◆ **The task**
Continue the commentary below on the NHS 10 Year Health Plan, picking up right after its last sentence.

╭─ Document segment

Fit for the Future: Familiar Promises in a New NHS Plan

The government’s new 10 Year Health Plan, Fit for the Future, was published on 3 July 2025. Heralded as a bold statement of intent, it promises three radical shifts: hospital to community, analogue to digital, and sickness to prevention. Yet for all its language of transformation, much of what is proposed feels more like a reprise than a revolution.

The emphasis on prevention is a case in point. Far from being a fresh innovation, prevention has been part of the health service’s DNA since its inception. The NHS Act of 1946 highlighted its importance, while the 1976 government paper Prevention and Health explored strategies to tackle public health issues. In more recent decades, prevention has been the theme of numerous initiatives on obesity, smoking, and wider health inequalities. The question is not whether prevention should be central, but why, after so many years of focus, the outcomes remain mixed.

The shift from hospital to community also has a long pedigree. The plan’s promise to increase the proportion of spending in community settings repeats aspirations first laid out in Our Health, Our Care, Our Say in 2006. At the time, such ambitions were underpinned by a belief in more integrated, localised provision. Yet as the Darzi review later concluded, NHS spending in practice has moved in the opposite direction, with hospitals receiving an ever-greater share of the budget. The new proposals for ‘neighbourhood health centres’ open six days a week echo the health centres envisioned in 1946, the walk-in centres of the 2000s, and the polyclinics of the Darzi Report in 2007. The recycled language raises a pressing issue: why have previous attempts failed, and what confidence should the public place in this latest promise?

╰─
╭─ Listed records

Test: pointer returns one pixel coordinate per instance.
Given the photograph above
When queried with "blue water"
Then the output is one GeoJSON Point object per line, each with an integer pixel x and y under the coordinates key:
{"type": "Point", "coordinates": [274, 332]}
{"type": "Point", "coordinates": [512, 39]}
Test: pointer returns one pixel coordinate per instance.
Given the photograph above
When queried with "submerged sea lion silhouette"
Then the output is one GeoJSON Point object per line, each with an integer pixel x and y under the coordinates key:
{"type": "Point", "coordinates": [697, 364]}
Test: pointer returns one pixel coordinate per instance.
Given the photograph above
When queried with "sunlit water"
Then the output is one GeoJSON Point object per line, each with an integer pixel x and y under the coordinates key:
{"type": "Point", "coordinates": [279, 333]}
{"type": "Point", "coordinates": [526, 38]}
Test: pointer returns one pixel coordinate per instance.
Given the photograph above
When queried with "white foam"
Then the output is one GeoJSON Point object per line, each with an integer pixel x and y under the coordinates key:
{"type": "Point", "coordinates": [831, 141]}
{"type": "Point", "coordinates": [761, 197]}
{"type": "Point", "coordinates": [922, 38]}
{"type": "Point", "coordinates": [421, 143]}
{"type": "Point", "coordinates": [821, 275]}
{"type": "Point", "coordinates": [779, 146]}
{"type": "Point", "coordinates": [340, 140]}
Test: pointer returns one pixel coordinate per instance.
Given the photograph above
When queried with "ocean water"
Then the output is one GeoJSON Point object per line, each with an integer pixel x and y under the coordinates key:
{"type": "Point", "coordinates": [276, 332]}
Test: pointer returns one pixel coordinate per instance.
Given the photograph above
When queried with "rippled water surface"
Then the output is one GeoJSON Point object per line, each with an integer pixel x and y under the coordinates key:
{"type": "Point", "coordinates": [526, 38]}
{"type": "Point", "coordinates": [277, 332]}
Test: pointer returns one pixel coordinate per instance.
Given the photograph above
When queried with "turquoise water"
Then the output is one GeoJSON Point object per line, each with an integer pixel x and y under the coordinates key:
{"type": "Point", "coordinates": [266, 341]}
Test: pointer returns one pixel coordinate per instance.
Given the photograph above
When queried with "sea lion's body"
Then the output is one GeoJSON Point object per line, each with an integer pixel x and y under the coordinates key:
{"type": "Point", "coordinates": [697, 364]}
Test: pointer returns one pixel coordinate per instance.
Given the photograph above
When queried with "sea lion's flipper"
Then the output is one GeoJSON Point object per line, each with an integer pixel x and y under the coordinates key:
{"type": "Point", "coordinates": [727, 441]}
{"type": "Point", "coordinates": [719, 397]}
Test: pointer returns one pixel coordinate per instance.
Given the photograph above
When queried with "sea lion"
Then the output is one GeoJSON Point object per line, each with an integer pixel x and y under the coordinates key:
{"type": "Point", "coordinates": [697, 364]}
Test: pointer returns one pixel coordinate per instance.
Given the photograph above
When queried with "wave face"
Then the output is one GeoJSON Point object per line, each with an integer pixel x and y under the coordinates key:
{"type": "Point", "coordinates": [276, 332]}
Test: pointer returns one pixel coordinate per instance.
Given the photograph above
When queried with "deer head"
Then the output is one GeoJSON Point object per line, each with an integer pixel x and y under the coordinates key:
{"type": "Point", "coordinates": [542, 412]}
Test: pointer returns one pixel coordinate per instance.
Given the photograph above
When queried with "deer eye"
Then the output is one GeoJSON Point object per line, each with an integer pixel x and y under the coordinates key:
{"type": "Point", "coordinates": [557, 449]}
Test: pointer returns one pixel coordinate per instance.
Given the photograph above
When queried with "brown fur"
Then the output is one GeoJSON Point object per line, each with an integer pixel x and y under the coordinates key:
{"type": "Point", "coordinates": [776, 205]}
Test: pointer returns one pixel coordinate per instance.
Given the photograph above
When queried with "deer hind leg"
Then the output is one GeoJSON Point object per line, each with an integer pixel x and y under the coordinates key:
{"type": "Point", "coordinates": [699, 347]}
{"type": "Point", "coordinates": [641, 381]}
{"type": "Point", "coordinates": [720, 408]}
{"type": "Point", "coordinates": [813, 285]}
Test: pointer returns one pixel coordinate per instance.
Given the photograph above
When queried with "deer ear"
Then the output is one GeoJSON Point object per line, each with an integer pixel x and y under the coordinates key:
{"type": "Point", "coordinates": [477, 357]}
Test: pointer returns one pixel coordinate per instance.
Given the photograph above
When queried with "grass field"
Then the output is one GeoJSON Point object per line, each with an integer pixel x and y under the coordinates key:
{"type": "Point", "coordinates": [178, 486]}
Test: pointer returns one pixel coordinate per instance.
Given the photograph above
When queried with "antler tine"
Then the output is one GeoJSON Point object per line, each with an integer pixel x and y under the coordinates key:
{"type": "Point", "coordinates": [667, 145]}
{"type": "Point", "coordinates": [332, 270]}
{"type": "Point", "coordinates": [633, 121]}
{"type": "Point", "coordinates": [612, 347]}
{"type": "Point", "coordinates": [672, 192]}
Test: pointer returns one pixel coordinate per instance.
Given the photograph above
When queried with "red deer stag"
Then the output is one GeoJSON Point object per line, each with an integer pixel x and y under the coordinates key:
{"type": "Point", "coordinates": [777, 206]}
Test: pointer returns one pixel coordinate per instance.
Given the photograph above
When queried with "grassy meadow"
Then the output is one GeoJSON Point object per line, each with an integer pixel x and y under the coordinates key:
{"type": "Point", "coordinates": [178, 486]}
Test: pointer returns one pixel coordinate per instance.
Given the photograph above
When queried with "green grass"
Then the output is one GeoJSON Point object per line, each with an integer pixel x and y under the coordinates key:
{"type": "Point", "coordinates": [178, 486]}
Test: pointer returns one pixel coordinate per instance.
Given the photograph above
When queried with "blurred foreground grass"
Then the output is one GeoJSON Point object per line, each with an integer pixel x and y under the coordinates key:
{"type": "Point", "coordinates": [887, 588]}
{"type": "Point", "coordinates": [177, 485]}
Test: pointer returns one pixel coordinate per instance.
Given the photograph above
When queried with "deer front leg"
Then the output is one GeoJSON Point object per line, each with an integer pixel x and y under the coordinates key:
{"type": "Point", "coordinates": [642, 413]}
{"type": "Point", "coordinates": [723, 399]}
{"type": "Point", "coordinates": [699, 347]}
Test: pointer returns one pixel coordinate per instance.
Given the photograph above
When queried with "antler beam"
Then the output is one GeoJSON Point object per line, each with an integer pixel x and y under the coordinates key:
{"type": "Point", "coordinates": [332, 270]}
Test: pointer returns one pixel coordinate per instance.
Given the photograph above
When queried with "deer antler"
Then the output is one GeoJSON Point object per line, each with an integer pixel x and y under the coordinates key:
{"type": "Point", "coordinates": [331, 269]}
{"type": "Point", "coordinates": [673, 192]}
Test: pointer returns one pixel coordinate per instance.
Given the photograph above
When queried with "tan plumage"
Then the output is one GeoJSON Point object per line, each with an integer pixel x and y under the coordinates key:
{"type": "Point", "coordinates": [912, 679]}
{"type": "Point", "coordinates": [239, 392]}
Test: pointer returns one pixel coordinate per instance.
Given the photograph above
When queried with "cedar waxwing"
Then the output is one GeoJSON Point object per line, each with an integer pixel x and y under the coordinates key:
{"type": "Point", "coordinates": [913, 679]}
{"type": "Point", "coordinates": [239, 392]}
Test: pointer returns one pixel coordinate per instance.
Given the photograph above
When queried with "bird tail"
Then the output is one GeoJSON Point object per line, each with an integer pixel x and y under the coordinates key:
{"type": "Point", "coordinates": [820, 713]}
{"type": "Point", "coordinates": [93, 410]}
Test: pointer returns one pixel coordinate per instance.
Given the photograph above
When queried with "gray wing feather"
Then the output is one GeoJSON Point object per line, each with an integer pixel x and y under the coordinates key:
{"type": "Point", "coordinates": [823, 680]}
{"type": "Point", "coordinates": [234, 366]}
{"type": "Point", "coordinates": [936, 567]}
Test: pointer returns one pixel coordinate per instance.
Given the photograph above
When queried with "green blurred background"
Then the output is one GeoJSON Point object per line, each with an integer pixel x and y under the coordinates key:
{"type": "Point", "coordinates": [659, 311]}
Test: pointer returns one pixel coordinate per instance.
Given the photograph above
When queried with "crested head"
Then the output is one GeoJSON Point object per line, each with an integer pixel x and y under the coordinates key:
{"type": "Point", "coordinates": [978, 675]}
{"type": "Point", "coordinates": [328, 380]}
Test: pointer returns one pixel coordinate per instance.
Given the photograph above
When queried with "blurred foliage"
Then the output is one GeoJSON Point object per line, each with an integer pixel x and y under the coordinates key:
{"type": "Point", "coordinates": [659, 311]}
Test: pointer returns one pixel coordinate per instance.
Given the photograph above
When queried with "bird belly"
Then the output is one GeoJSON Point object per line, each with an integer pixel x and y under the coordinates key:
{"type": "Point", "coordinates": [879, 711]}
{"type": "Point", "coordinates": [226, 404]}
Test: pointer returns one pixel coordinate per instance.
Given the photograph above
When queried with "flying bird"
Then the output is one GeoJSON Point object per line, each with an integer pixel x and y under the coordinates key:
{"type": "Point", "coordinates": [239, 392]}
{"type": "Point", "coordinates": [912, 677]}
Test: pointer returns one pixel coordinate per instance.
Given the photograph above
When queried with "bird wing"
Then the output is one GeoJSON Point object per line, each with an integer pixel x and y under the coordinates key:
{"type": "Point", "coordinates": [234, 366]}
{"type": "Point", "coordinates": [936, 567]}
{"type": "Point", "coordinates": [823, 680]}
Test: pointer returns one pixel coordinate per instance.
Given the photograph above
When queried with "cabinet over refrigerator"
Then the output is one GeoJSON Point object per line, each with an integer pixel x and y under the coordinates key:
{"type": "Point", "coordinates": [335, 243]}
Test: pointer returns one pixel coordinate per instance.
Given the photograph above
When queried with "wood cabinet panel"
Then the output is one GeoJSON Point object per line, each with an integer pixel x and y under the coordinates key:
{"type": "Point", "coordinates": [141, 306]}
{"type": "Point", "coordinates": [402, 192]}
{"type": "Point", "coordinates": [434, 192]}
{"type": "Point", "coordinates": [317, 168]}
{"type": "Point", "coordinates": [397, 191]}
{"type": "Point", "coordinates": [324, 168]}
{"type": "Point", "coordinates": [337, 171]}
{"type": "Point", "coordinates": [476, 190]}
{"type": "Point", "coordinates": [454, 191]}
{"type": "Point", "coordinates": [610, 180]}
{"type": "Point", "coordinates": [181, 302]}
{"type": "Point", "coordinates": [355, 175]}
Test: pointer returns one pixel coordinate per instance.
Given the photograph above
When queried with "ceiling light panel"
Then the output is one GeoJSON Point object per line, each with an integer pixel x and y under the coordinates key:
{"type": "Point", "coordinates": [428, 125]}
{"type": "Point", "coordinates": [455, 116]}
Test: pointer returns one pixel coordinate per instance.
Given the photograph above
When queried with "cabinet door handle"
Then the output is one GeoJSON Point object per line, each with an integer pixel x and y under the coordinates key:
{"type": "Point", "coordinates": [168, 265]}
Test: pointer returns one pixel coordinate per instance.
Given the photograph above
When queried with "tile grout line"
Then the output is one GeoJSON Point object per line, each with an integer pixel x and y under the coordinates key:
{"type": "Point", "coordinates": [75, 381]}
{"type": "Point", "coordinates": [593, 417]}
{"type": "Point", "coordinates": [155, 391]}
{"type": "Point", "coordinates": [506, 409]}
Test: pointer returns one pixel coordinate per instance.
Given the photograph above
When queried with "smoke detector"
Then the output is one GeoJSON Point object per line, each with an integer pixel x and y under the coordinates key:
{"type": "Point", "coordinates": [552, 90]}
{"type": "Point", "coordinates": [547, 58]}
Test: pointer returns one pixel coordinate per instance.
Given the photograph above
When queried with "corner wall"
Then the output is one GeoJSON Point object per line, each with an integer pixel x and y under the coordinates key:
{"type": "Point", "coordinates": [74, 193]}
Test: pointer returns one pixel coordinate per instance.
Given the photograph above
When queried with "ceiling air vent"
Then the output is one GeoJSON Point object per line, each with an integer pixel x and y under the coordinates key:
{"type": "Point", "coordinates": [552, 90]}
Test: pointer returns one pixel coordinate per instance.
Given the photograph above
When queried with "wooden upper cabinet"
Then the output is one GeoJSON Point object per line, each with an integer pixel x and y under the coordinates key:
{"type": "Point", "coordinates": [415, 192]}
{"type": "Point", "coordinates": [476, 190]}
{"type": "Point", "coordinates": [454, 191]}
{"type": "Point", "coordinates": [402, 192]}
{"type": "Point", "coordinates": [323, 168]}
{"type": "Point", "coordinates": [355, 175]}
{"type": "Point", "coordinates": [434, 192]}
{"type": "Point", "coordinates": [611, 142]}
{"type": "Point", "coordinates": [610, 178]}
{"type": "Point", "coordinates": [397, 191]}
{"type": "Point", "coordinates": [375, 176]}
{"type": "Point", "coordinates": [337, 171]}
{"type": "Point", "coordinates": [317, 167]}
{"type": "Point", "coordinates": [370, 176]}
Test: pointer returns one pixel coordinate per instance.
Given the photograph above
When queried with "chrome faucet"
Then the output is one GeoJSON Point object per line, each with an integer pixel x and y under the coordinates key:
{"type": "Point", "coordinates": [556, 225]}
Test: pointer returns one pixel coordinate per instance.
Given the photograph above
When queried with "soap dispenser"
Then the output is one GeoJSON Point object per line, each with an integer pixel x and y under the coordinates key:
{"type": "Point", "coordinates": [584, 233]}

╰─

◆ **Output for this task**
Digital transformation, too, is presented as if it were an untapped frontier. In reality, the NHS has pursued such projects for decades, not least the costly and ill-fated Connecting for Health programme of 2005. Today, hope is pinned on the NHS App, which is intended to become the ‘front door’ to all NHS services by 2028. Yet memories of the troubled Covid App remain fresh, and the dangers of a digital divide are plain. During the pandemic, older patients, those with limited access to technology, and disadvantaged groups often struggled with digital solutions. Without serious attention to inclusivity, there is a real risk of policies inadvertently breaching the Equality Act 2010 in relation to protected characteristics such as age.

Perhaps most striking is the plan’s declared ‘one core purpose’: to put power in patients’ hands. This, too, is hardly new. Patient empowerment has been a stated goal of successive Secretaries of State, while New Labour’s era was marked by league tables, earned autonomy, and partnerships with the private sector. The current plan revives these tools, with a promise to ‘reinvent’ Foundation Trusts and to continue using independent capacity for NHS patients. Where it diverges from New Labour is in resources and attitude. Unlike Blair’s government, this strategy does not rest on new financial investment, signalling that the era of “more money, never reform” is, in the government’s words, over. Moreover, the document shows little curiosity about why earlier versions of these policies failed, leaving the impression that the same remedies are being applied in the hope of different results.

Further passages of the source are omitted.